Written instruction:
Quote each of the records below word for word, changing nothing.
###
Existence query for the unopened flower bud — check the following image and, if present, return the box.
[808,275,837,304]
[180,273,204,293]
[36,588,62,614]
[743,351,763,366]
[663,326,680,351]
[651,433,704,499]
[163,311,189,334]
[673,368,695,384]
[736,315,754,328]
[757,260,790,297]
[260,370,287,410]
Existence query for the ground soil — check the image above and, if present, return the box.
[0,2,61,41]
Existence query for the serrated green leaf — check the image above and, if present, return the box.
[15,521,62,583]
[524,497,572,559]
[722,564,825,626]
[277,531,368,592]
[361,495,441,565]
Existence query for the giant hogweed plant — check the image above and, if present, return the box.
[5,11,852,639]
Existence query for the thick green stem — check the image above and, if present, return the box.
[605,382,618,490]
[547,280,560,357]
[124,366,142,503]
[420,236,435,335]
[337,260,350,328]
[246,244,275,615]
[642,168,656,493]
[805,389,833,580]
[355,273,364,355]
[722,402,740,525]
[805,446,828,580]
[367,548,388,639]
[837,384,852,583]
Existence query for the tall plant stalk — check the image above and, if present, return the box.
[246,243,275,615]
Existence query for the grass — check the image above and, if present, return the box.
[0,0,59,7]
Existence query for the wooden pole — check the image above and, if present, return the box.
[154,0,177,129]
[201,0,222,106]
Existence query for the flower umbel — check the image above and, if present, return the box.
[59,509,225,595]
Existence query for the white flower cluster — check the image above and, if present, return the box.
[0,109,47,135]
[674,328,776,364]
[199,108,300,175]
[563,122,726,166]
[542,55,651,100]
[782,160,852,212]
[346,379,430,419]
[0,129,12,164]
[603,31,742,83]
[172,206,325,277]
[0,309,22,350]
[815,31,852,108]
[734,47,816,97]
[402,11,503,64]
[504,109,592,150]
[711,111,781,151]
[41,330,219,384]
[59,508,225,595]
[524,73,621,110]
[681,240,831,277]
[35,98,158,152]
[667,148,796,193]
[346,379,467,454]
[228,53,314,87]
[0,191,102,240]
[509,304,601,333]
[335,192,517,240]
###
Exercise response:
Existence query for the unopened flower bud — check the following image and, if present, return the box.
[808,275,837,304]
[180,273,204,293]
[36,588,62,614]
[743,351,763,366]
[663,326,680,351]
[651,433,704,499]
[163,311,189,334]
[673,368,695,384]
[736,315,754,328]
[757,260,790,297]
[260,370,287,410]
Existence query for the ground soil — check the image above and, if present, return the box.
[0,2,61,41]
Existence query for the serrated green leaf — check the image above and, if present, return the box.
[15,521,62,583]
[524,497,572,559]
[722,564,825,626]
[277,531,368,592]
[361,495,441,565]
Existence query for the giant hogweed plant — check the image above and, if present, return the box.
[5,11,852,639]
Existence query for the thick green stem — check the image above and, if present, return the box.
[605,382,618,490]
[547,280,560,357]
[124,366,142,503]
[420,236,435,335]
[337,260,350,328]
[246,244,275,615]
[642,168,656,493]
[805,389,833,580]
[355,273,364,355]
[722,402,740,525]
[805,446,828,580]
[367,548,388,639]
[837,384,852,583]
Existence query for the tall plant stalk — check the image above and, if present, return the box.
[246,243,275,615]
Existence query for the grass — check the image above and, if present, return the box.
[0,0,59,7]
Existence query for the wooden pole — check the image above and, if present, return the box.
[154,0,177,129]
[201,0,222,106]
Existence query for the flower umbel — check the image above and, if present, return the box.
[59,509,225,595]
Existence query for the white flower cluster — check the image above and, if present, return the box.
[0,109,47,135]
[674,328,776,364]
[199,108,300,175]
[563,122,726,166]
[542,55,651,100]
[782,160,852,212]
[346,379,430,419]
[0,129,12,164]
[603,31,742,83]
[172,206,325,277]
[0,309,22,350]
[815,31,852,108]
[734,47,816,97]
[402,11,503,64]
[504,109,592,150]
[711,111,781,151]
[41,330,219,384]
[59,508,225,595]
[524,73,621,110]
[681,240,831,277]
[35,98,158,152]
[667,148,796,193]
[346,379,467,454]
[228,53,314,87]
[0,191,102,240]
[509,304,601,333]
[335,192,517,240]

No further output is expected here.